Copy out each of the following rows verbatim, character for character.

- Data excerpts
========================================

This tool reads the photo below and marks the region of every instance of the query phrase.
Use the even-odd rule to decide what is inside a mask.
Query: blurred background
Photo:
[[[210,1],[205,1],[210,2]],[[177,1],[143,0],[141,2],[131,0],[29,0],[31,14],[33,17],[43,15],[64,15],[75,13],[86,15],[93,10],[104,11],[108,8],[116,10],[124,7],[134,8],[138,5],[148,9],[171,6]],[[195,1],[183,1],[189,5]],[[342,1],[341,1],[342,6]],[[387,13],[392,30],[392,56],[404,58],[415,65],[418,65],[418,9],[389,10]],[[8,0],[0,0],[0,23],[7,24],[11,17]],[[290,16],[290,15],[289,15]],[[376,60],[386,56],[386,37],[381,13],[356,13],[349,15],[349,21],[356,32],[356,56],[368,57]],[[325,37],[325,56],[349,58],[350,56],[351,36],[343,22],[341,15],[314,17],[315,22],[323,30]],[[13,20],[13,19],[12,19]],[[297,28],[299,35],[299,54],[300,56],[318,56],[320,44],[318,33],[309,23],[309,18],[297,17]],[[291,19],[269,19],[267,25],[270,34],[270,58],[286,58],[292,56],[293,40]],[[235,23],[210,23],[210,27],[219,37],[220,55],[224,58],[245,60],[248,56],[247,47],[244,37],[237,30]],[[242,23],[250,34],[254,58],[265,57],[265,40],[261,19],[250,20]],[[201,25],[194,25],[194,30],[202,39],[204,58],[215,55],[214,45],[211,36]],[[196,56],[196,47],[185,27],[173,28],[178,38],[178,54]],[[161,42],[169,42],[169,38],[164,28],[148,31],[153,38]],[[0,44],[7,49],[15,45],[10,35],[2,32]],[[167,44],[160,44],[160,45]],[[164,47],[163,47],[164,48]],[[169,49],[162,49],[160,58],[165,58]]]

========================================

- Full solution
This tool reads the photo below and marks the region of every instance of the query phrase.
Use the even-odd rule to decide what is inside a mask.
Query: blurred background
Photo:
[[[210,1],[205,1],[210,2]],[[177,1],[143,0],[141,2],[131,0],[29,0],[31,14],[33,17],[43,15],[64,15],[75,13],[86,15],[93,10],[104,11],[108,8],[116,10],[124,7],[134,8],[138,5],[148,9],[171,6]],[[195,1],[183,1],[189,5]],[[342,1],[341,1],[342,6]],[[387,13],[392,30],[392,56],[404,58],[415,65],[418,65],[418,9],[389,10]],[[8,0],[0,0],[0,23],[7,24],[11,17]],[[290,16],[290,15],[289,15]],[[376,60],[386,56],[386,37],[381,13],[356,13],[349,15],[349,21],[356,32],[356,56],[368,57]],[[325,37],[325,56],[349,58],[350,56],[351,36],[343,22],[341,15],[314,17],[315,22],[323,30]],[[13,20],[13,19],[12,19]],[[297,28],[299,35],[299,54],[300,56],[318,56],[320,44],[318,33],[309,23],[309,18],[297,17]],[[291,19],[269,19],[267,25],[270,34],[270,58],[286,58],[292,56],[293,40]],[[235,23],[210,23],[210,27],[219,37],[220,55],[224,58],[245,60],[248,56],[247,47],[244,37],[237,30]],[[242,23],[250,34],[254,58],[265,57],[265,40],[261,19],[250,20]],[[201,25],[194,25],[194,30],[202,39],[204,58],[215,55],[214,45],[211,36]],[[196,56],[196,47],[185,27],[173,28],[178,38],[178,54]],[[161,42],[169,42],[169,38],[164,28],[148,31],[153,38]],[[0,44],[7,49],[15,45],[10,35],[2,32]],[[167,44],[160,44],[160,45]],[[164,47],[163,47],[164,48]],[[169,49],[162,49],[160,58],[165,58]]]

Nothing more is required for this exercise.